▶ _The exercise_
Express the listing below as a two-column CSV with the headers "prompt" and "target", giving one row per entry that pairs its text with its answer, each enclosed in a single quoted field with line breaks replaced by spaces. Omit the pictures from the output.
━━━ Dataset rows ━━━
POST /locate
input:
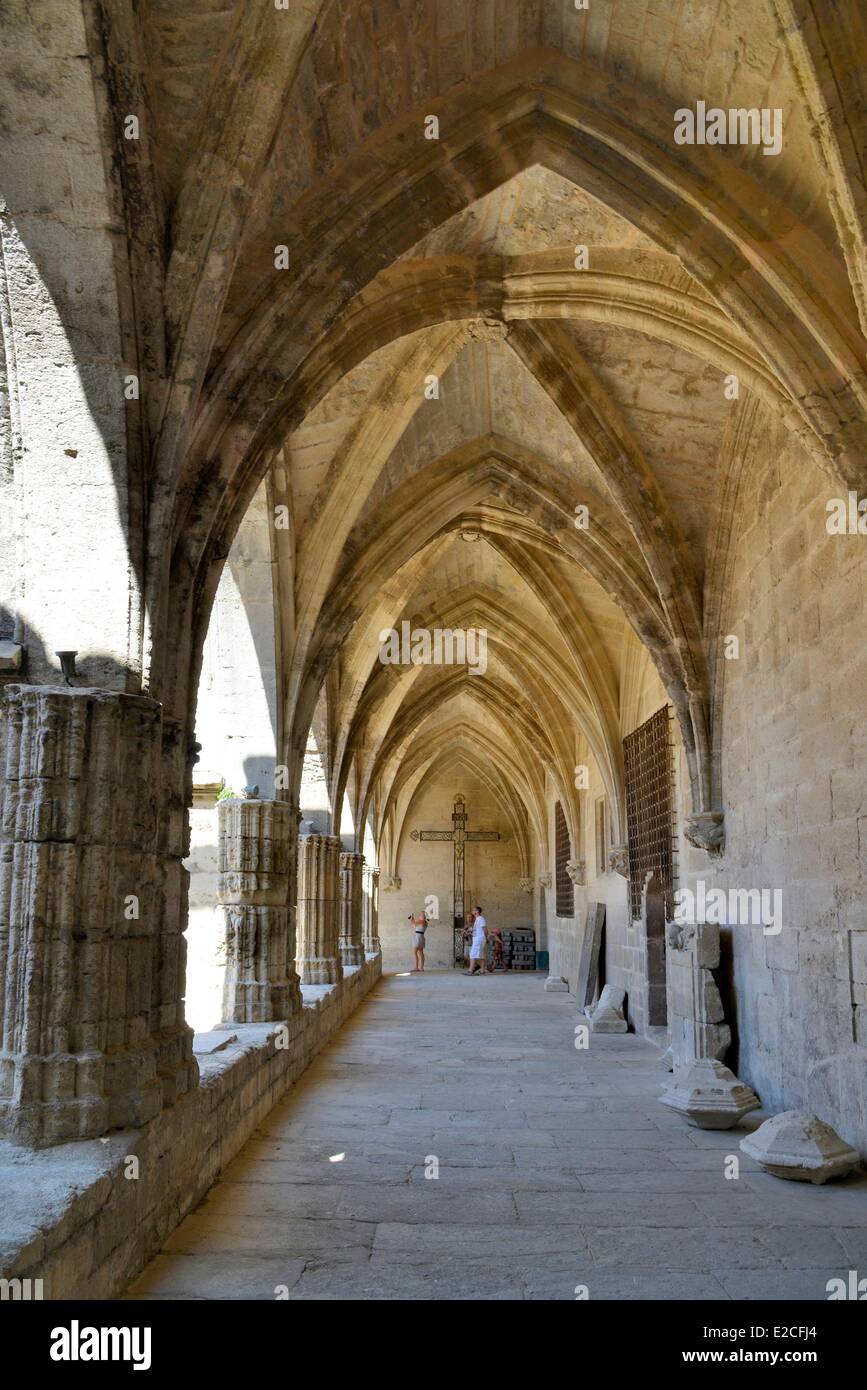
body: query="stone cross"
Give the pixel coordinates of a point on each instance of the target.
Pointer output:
(459, 836)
━━━
▶ _Finished task_
prompt,target
"POST /locate input: body: query=""stone cross"" Give the pixel coordinates of a point on each instance of the target. Pointer output:","(459, 836)"